_Text shown_.
★ ★ ★ ★

## Variational inference: the core problem

We consider a latent variable model with observations $x$ and latent variables $z$.

The posterior
$$
p_\theta(z \mid x)
$$
is typically **intractable**.


### Variational idea

Introduce a tractable approximation
$$
q_\phi(z \mid x) \approx p_\theta(z \mid x),
$$
and optimize the evidence lower bound (ELBO):
$$
\log p_\theta(x)
\;\ge\;
\mathbb{E}_{q_\phi(z \mid x)}\!\left[\log p_\theta(x \mid z)\right]
-
\mathrm{D_{KL}}\!\left(q_\phi(z \mid x)\,\|\,p(z)\right).
$$



## Why amortized variational inference?

Naively, variational inference requires **separate variational parameters for each datapoint**.

This does not scale.

<br> 


### Amortized inference

Use an inference (recognition) network:
$$
x \;\longmapsto\; q_\phi(z \mid x),
$$
with **global parameters** $\phi$ shared across all datapoints.

<br>

### Benefits

- Scales to large datasets
- Fast inference at test time
- Compatible with minibatch SGD

## The problem with standard amortized VI

In practice, $q_\phi(z \mid x)$ is chosen to be **simple**:

$$
q_\phi(z \mid x)

★ ★ ★ ★

_Data excerpts_.

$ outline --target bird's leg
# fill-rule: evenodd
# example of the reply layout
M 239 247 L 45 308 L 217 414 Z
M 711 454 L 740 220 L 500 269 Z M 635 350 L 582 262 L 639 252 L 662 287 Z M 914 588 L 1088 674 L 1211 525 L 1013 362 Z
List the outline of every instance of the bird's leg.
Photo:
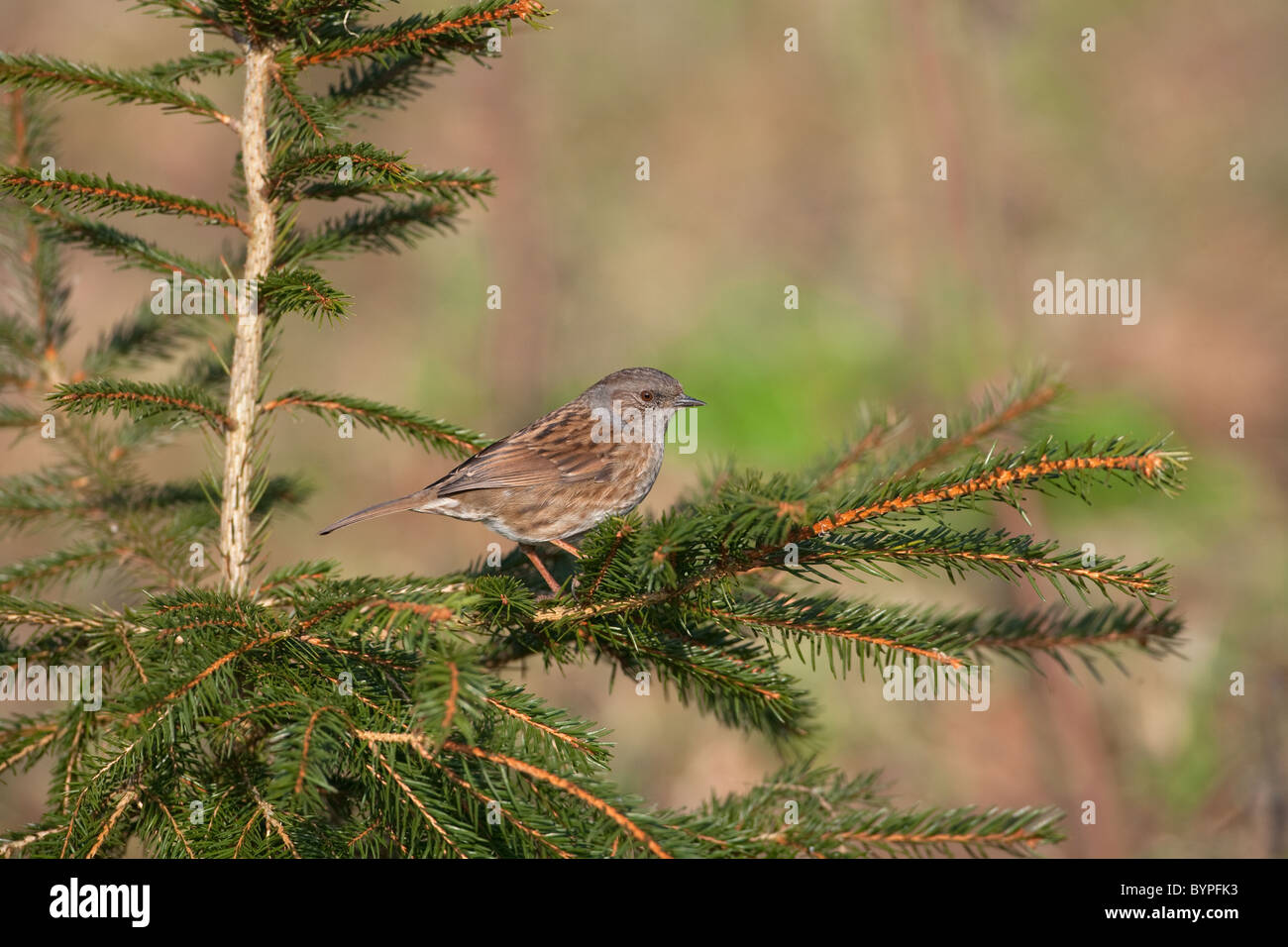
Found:
M 571 542 L 564 542 L 563 540 L 550 540 L 551 546 L 559 546 L 562 550 L 568 553 L 573 559 L 581 558 L 581 550 Z
M 537 550 L 524 542 L 519 544 L 519 549 L 522 549 L 523 554 L 528 557 L 528 560 L 533 564 L 533 567 L 536 567 L 537 572 L 541 573 L 541 577 L 546 580 L 546 585 L 550 586 L 550 591 L 558 595 L 559 582 L 556 582 L 555 577 L 550 575 L 550 569 L 546 568 L 546 564 L 541 562 L 541 558 L 537 555 Z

★ ★ ★ ★

_Short problem 1_.
Reproduce the variational inference text from "Naively, variational inference" up to and including "across all datapoints.", swapping "recognition" for "encoder".
_Short problem 2_.
In the variational inference text, what does naive variational inference require for each datapoint?

_Full response 1_.
Naively, variational inference requires **separate variational parameters for each datapoint**.

This does not scale.

<br> 


### Amortized inference

Use an inference (encoder) network:
$$
x \;\longmapsto\; q_\phi(z \mid x),
$$
with **global parameters** $\phi$ shared across all datapoints.

_Full response 2_.
Separate variational parameters.